REQUIREMENT ->
Copy out the records below with every "deepest inside" changed to "farthest inside", leaving everything else untouched.

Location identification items
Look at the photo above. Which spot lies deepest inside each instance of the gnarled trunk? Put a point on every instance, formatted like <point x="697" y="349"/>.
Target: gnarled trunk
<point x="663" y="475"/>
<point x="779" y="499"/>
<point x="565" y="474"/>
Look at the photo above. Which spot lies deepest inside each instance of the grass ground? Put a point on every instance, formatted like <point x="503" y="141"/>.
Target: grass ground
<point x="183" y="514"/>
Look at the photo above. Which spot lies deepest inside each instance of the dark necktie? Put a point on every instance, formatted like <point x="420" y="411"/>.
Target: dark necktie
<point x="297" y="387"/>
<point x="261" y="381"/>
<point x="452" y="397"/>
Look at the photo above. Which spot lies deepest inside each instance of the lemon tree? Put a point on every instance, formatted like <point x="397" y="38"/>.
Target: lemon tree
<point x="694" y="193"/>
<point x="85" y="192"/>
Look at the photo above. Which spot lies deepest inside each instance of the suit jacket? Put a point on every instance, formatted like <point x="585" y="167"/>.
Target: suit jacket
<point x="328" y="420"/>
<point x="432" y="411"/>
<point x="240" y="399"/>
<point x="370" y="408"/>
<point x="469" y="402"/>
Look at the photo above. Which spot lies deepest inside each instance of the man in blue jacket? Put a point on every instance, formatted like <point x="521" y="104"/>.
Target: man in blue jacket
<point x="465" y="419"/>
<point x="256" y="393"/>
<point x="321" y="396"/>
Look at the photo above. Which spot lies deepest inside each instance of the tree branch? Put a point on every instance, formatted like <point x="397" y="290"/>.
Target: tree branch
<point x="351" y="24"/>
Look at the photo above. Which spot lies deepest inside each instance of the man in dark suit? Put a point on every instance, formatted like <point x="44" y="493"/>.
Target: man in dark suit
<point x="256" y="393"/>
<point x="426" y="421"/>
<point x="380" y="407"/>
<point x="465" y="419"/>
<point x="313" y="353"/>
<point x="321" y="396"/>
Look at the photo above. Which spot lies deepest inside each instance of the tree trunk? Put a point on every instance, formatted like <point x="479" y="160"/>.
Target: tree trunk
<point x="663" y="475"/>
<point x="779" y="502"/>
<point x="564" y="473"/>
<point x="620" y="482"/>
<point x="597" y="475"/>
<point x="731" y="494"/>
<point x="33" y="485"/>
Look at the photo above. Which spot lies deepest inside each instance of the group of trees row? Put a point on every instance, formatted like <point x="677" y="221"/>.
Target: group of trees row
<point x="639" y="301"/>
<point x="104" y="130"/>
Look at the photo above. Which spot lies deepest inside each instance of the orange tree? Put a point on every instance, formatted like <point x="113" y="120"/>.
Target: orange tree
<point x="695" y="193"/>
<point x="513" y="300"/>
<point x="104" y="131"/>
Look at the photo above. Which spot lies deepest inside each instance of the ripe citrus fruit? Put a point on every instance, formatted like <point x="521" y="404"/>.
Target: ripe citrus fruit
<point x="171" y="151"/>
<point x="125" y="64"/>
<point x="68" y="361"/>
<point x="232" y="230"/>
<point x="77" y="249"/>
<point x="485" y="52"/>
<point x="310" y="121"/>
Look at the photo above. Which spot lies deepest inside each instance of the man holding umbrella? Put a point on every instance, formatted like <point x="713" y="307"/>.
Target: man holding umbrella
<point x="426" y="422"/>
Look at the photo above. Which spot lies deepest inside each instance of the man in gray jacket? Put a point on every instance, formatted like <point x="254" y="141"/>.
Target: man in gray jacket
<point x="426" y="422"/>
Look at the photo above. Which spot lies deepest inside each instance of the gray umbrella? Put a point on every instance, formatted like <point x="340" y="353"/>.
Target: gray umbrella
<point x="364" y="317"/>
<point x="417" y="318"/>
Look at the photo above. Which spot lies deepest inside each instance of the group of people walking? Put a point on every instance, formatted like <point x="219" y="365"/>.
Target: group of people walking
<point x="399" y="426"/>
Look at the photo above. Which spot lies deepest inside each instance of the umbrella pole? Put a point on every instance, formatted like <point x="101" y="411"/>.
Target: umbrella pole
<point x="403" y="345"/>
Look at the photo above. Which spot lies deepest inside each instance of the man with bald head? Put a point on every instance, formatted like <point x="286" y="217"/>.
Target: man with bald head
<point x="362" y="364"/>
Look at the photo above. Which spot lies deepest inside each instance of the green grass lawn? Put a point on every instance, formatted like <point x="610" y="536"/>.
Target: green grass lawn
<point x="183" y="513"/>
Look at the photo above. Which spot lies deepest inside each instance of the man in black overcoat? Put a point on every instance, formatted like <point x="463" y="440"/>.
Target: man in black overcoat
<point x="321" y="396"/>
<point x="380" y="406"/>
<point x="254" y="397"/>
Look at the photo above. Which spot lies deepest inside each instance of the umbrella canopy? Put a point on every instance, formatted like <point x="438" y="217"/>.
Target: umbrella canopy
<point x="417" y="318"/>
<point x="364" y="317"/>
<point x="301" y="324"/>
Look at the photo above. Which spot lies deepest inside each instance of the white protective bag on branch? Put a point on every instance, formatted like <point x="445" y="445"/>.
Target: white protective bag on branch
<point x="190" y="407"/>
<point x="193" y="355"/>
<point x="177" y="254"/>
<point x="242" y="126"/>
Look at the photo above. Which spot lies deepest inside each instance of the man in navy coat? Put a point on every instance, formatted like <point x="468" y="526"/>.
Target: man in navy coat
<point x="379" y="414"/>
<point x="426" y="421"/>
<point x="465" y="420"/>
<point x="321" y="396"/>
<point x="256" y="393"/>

RESULT ->
Look at the photo above. Which spot lies farthest inside each instance of the gnarled trunk? Put a point on every instance, formatted like <point x="697" y="349"/>.
Target: gnarled trunk
<point x="663" y="475"/>
<point x="779" y="499"/>
<point x="565" y="474"/>
Look at the photo above. Which spot lies farthest inside each instance of the grass ground? Put a point on every instance, formatted like <point x="503" y="141"/>.
Target: grass ground
<point x="183" y="514"/>
Look at the photo above. Which spot lies farthest inside each instance of the dark necktie? Put a point on every instance, formatted like <point x="420" y="411"/>.
Target: dark necktie
<point x="297" y="387"/>
<point x="261" y="381"/>
<point x="452" y="397"/>
Look at the photo above. Which spot lies farthest inside each instance of the lemon tree? Put a point on every instance, formatted like <point x="397" y="38"/>.
Target: lemon tree
<point x="694" y="193"/>
<point x="85" y="192"/>
Look at the photo above. Which spot lies farthest inside each instance of the suit jacket? Put a point on every instance, formatted like <point x="585" y="167"/>.
Target: suit jacket
<point x="328" y="420"/>
<point x="432" y="411"/>
<point x="240" y="399"/>
<point x="370" y="408"/>
<point x="469" y="402"/>
Look at the photo above. Which spot lies farthest inside each instance of the man in blue jacket? Put a point on every instance, formatted like <point x="521" y="104"/>.
Target: man in blue jacket
<point x="465" y="419"/>
<point x="256" y="393"/>
<point x="321" y="396"/>
Look at the photo above. Which spot lies farthest inside each instance of the tree branch? Put a point on every instance, formatted like <point x="397" y="290"/>.
Target: tree branch
<point x="351" y="24"/>
Look at the photo above. Which spot lies farthest inside each instance of the man in dark suit? Put a point on every instance, formatted like <point x="44" y="493"/>.
Target: man in dark suit
<point x="256" y="393"/>
<point x="426" y="421"/>
<point x="380" y="407"/>
<point x="465" y="419"/>
<point x="313" y="353"/>
<point x="321" y="396"/>
Look at the photo above. Which spot lies farthest inside each instance of the tree trunk? Put a point on every instance, formatted like <point x="479" y="160"/>.
Target: tree trunk
<point x="663" y="475"/>
<point x="779" y="502"/>
<point x="564" y="473"/>
<point x="620" y="482"/>
<point x="597" y="475"/>
<point x="731" y="494"/>
<point x="33" y="485"/>
Look at the photo above. Which spot lies farthest inside each instance of the group of trees row? Put a point on every instance, formatted like <point x="677" y="221"/>.
Target: group of trees row
<point x="639" y="301"/>
<point x="104" y="130"/>
Look at the photo above. Which spot lies farthest inside each instance of the orange tree? Put a point on every instance, formatted like <point x="113" y="120"/>.
Target: orange tree
<point x="695" y="193"/>
<point x="513" y="300"/>
<point x="104" y="131"/>
Look at the photo above. Which spot lies farthest inside each instance of the ripe citrus fruit? Put a point on every instance, formatted like <point x="521" y="404"/>.
Target: ripe citrus fruit
<point x="171" y="151"/>
<point x="125" y="64"/>
<point x="68" y="361"/>
<point x="232" y="230"/>
<point x="77" y="249"/>
<point x="485" y="52"/>
<point x="310" y="121"/>
Look at the photo above. Which spot lies farthest inside each instance of the man holding umbrella? Put a point on every instance, formatted like <point x="713" y="307"/>.
Target: man holding umbrella
<point x="426" y="422"/>
Look at the photo above. Which spot lies farthest inside each instance of the man in gray jacket? Put a point on every instance, formatted like <point x="254" y="141"/>.
Target: man in gray jacket
<point x="426" y="422"/>
Look at the photo above. Which spot lies farthest inside each instance of the gray umbrella? Put a point on every instance, formatted like <point x="340" y="353"/>.
Target: gray umbrella
<point x="364" y="317"/>
<point x="417" y="318"/>
Look at the photo above. Which spot lies farthest inside each instance of the group of people walking? Put a point on every instance, formatted like <point x="219" y="365"/>.
Target: group of people walking
<point x="399" y="426"/>
Look at the photo above. Which spot lies farthest inside each instance of the umbrella pole? Put a point on every instance, formatted like <point x="101" y="411"/>.
Target: umbrella pole
<point x="403" y="345"/>
Look at the photo above. Which spot lies farthest inside each instance of the man with bald head? Put a point on every instance, formatted like <point x="286" y="217"/>.
Target: man with bald head
<point x="362" y="364"/>
Look at the photo above. Which spot lies farthest inside each instance of the green grass lawn? Put a point on every instance, formatted like <point x="610" y="536"/>.
Target: green grass lawn
<point x="183" y="513"/>
Look at the photo above. Which spot lies farthest inside each instance of the man in black overcoat? Put a point on every instance, formatted like <point x="463" y="440"/>.
Target: man in black overcoat
<point x="321" y="396"/>
<point x="380" y="406"/>
<point x="254" y="397"/>
Look at the photo above. Which spot lies farthest inside each instance of the umbrella canopy? Put a point on every instance, formatted like <point x="438" y="217"/>.
Target: umbrella canopy
<point x="417" y="318"/>
<point x="364" y="317"/>
<point x="301" y="324"/>
Look at the photo above. Which spot lies farthest inside each instance of the white protective bag on branch? Put a point on every instance, formatted like <point x="445" y="445"/>.
Target: white protective bag on branch
<point x="190" y="407"/>
<point x="193" y="355"/>
<point x="177" y="254"/>
<point x="242" y="126"/>
Look at the photo above. Which spot lies farthest inside each instance of the man in navy coat? Put a point on every instance, formatted like <point x="468" y="526"/>.
Target: man in navy coat
<point x="379" y="414"/>
<point x="426" y="421"/>
<point x="465" y="420"/>
<point x="321" y="396"/>
<point x="256" y="393"/>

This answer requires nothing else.